> [Document extract]:
__________________________________________________

A health worker disposing of Ebola contaminated equipment. Yahoo/AFP
Sierra Leone has quarantined 1.2 million people in response to the Ebola outbreak. Yahoo/AFP. The five districts include Port Loko and Bombali in the north, Moyamba in the south and Kenema and Kailahun in the east. In addition 12 cheifdoms, smaller administrative areas, were placed under quarantine as well. The quarantine affects more then 1/3rd of the 6 million people living in Sierra Leone. The people living in these areas will not be able to leave and outsiders will not be able to enter, stranding people on either side and separating families. The quarantine comes after a country-wide three day lockdown where at least 100 bodies and 200 new cases were discovered.
My Comment:
Desperate times call for desperate measures. Will it work? I'm not sure. Isolating and monitoring patients appeared to stop the outbreak in Nigeria and Senegal but neither of those outbreaks were on this scale. I don't see how quarantining 1.2 million people will help the people in the quarantine but I do see how it could help the disease stop spreading outside of the quarantined areas.
But what happens when people in the people in the quarantine zone panic? Liberia tried to cut off the West Point slum and that failed spectacularly. People did everything they could to break the quarantine, including swimming in the ocean. Eventually they rioted and even thought Liberia used deadly force to quell the riot, they eventually had to break the quarantine on humanitarian grounds. Will that happen in Sierra Leone? I don't know. They were able to lock down the whole country last week so maybe the people there are more cooperative.
Part of me thinks that this is way too little way too late. When Ebola was limited to a few cases a wide quarantine could have work but it has spread to far into too many big cites to really slow it down. More and more, for Sierra Leone and Liberia at least, I think this outbreak ends in three ways.
1. It mutates to a less deadly or less spreadable form
2. It continues to spread in Liberia and Sierra Leone, and perhaps Guinea as well, until it infects enough people that it runs out of victims. West Africa is completely devastated and the infection spreads to other West African nations who may or may not be able to stop it before it becomes a huge problem.
3. It goes airborne and everyone dies.
I think options #1 and #3 are equally unlikely but not outside the realm of possibility. I don't see the outbreak being contained. It's gone to far for that. It will burn out eventually but there won't be a happy ending here.

__________________________________________________

> [Dataset]:
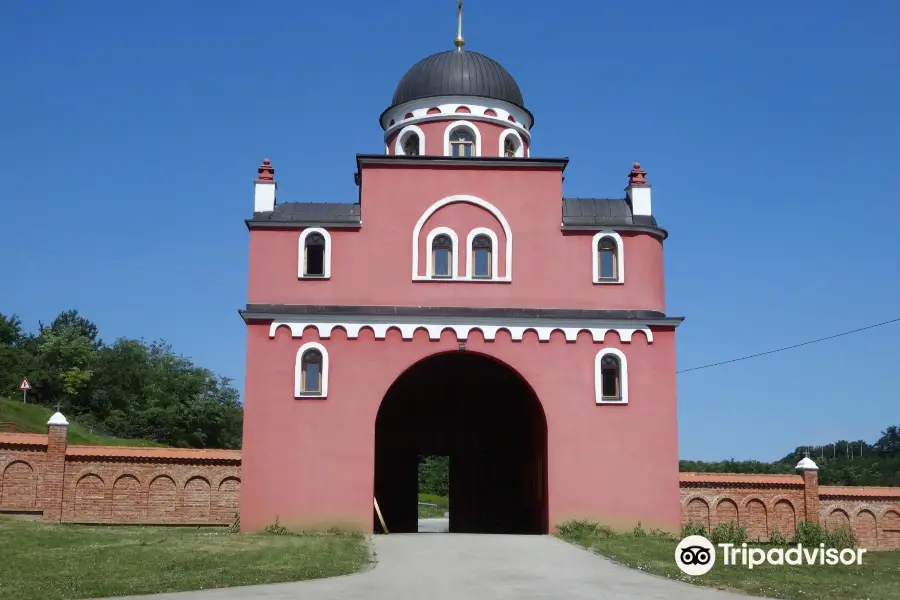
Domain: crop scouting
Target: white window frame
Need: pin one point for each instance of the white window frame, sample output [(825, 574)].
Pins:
[(298, 371), (520, 150), (623, 376), (398, 144), (301, 257), (429, 256), (620, 258), (462, 125), (495, 259)]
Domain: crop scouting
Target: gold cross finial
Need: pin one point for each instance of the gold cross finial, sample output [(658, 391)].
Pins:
[(459, 41)]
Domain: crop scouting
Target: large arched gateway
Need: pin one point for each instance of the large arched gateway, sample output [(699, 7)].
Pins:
[(482, 415)]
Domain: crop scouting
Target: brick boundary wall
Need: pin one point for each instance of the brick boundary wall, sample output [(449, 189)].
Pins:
[(41, 474)]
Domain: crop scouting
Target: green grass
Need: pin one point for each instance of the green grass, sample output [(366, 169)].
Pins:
[(56, 562), (430, 512), (32, 418), (878, 578)]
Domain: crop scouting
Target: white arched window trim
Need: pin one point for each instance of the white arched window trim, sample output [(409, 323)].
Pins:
[(495, 247), (598, 376), (520, 149), (507, 233), (462, 125), (302, 253), (298, 371), (429, 266), (620, 258), (398, 144)]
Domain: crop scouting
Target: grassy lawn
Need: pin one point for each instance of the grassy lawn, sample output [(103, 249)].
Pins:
[(49, 562), (32, 418), (878, 578), (431, 512)]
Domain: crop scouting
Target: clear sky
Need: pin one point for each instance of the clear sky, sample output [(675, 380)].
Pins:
[(130, 133)]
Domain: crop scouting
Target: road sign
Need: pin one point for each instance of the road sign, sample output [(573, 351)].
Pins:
[(25, 386)]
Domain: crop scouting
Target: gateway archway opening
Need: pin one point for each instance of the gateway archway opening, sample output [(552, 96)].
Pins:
[(482, 415)]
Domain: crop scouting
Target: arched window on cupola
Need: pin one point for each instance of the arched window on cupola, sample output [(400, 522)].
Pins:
[(314, 255), (311, 373), (411, 144), (481, 257), (442, 256), (510, 146), (607, 260), (611, 378), (462, 142)]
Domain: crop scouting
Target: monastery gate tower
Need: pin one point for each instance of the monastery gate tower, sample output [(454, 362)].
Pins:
[(462, 307)]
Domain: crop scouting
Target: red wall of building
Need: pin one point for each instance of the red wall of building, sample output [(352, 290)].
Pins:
[(316, 456), (373, 266)]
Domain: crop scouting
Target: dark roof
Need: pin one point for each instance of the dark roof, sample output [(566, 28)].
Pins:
[(310, 213), (458, 73), (603, 211), (256, 311)]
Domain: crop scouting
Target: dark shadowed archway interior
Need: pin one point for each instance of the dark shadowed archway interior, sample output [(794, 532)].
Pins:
[(486, 418)]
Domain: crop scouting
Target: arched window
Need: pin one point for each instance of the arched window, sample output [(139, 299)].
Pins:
[(610, 375), (509, 147), (481, 257), (442, 255), (311, 374), (411, 145), (314, 255), (607, 260), (462, 143)]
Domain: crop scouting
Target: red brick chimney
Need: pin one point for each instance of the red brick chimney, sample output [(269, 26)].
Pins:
[(55, 467)]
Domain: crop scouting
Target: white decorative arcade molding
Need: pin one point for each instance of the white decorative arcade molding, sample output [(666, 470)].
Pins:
[(462, 330)]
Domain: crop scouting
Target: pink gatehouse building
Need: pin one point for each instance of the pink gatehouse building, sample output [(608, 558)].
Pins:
[(463, 306)]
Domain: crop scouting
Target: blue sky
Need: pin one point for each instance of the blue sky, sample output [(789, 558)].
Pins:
[(131, 134)]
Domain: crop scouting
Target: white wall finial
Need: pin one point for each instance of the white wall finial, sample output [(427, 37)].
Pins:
[(806, 464), (58, 419), (264, 187)]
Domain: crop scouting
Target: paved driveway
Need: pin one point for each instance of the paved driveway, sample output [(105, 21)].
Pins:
[(475, 567)]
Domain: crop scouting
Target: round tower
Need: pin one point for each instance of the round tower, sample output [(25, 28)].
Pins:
[(458, 104)]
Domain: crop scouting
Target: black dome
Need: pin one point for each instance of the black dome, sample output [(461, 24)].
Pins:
[(458, 73)]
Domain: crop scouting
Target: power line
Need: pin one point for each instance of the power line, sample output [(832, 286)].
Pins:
[(830, 337)]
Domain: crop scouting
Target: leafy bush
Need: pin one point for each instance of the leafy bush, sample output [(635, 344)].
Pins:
[(728, 533), (693, 529)]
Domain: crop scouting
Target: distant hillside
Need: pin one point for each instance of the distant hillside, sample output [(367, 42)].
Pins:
[(840, 463), (31, 418)]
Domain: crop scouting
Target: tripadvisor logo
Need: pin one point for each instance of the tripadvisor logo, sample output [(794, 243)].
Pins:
[(695, 555)]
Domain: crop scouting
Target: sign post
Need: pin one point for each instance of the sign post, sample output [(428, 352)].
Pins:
[(24, 386)]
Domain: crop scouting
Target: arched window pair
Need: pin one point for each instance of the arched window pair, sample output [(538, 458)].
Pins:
[(462, 142), (480, 255), (611, 377), (311, 375)]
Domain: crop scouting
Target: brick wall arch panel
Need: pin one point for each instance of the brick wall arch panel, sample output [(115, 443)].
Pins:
[(162, 496), (889, 536), (228, 498), (696, 510), (865, 527), (726, 510), (784, 517), (129, 499), (197, 499), (90, 498), (18, 485), (755, 518)]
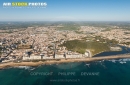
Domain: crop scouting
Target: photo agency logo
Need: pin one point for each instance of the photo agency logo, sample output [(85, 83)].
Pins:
[(24, 4)]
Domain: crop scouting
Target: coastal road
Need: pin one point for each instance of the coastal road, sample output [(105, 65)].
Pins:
[(13, 64)]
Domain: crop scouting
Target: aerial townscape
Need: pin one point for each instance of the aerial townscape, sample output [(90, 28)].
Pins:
[(59, 41)]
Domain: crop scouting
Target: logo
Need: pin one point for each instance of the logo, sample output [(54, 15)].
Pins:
[(25, 4)]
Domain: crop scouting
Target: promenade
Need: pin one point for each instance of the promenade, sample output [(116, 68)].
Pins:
[(47, 62)]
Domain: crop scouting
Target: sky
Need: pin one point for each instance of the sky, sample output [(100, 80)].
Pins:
[(69, 10)]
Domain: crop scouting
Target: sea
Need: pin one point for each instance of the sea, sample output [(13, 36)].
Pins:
[(104, 72)]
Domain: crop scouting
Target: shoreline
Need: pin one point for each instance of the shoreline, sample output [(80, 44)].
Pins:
[(13, 64)]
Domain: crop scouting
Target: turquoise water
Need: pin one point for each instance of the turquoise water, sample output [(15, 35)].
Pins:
[(110, 72)]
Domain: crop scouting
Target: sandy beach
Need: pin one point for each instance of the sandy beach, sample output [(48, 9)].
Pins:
[(13, 64)]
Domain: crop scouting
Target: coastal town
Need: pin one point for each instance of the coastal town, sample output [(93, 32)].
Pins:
[(46, 42)]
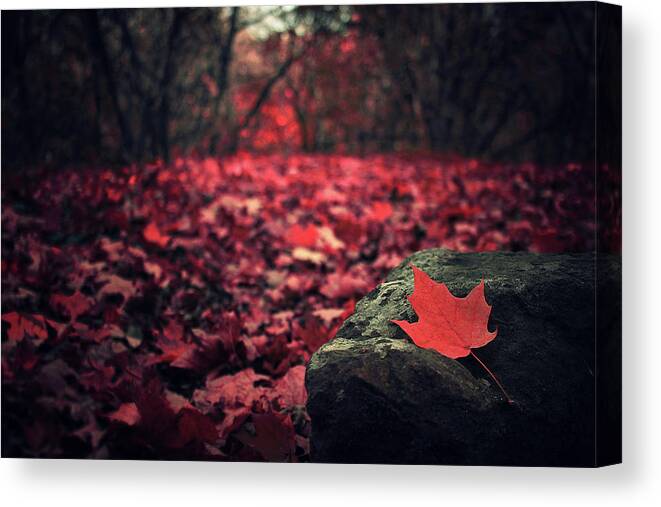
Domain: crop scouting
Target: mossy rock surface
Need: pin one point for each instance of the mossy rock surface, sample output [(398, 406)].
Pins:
[(376, 397)]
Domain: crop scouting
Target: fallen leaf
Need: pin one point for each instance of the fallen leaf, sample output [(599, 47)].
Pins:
[(450, 325)]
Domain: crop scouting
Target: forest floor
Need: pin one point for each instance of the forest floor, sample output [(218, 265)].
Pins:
[(168, 312)]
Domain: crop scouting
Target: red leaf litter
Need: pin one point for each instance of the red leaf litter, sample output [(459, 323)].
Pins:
[(168, 312)]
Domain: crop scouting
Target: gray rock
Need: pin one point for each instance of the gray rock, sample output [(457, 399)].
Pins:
[(375, 397)]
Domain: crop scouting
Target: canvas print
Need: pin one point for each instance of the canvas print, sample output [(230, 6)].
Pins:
[(350, 234)]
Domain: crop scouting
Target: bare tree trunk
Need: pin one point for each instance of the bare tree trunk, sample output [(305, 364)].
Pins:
[(98, 47), (168, 75)]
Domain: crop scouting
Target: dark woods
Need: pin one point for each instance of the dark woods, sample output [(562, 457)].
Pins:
[(490, 81)]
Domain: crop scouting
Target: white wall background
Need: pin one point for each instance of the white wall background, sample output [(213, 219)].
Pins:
[(636, 482)]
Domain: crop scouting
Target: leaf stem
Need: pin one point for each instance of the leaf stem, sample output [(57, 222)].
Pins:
[(509, 400)]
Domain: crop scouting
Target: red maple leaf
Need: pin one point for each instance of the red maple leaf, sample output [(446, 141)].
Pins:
[(447, 324)]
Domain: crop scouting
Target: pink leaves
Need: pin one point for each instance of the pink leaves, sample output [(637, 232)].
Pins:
[(219, 279)]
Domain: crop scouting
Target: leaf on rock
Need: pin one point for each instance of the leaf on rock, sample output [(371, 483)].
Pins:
[(447, 324)]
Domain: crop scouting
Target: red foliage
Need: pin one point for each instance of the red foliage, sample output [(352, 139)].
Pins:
[(168, 312)]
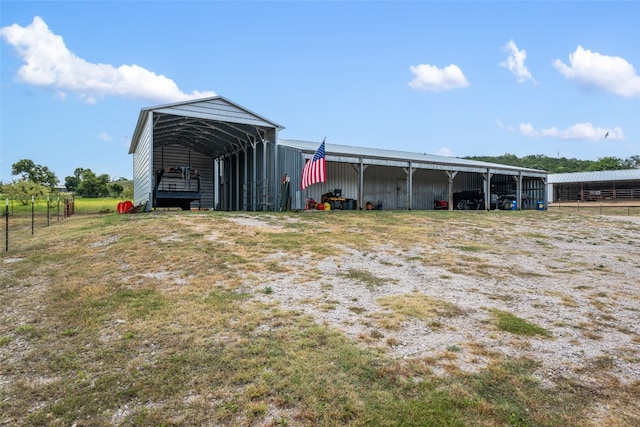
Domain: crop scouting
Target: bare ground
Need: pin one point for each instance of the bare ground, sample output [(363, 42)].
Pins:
[(580, 283)]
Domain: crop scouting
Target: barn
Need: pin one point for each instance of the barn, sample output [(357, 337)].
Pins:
[(611, 186), (215, 154)]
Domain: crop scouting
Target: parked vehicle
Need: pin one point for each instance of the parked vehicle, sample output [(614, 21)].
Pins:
[(474, 200), (505, 201)]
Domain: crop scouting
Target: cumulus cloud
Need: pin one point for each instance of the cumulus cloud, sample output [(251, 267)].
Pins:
[(434, 79), (515, 62), (48, 63), (586, 131), (444, 151), (104, 136), (610, 73)]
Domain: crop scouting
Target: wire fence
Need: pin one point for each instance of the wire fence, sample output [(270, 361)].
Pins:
[(20, 222), (610, 209)]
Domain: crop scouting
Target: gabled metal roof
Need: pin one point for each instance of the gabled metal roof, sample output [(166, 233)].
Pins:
[(599, 176), (347, 153), (212, 126)]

__________________________________________________

> [Required action]: Please copy out the Ebola quarantine post above word for word, from "Part of me thinks" to "in three ways.".

> [Reply]:
Part of me thinks that this is way too little way too late. When Ebola was limited to a few cases a wide quarantine could have work but it has spread to far into too many big cites to really slow it down. More and more, for Sierra Leone and Liberia at least, I think this outbreak ends in three ways.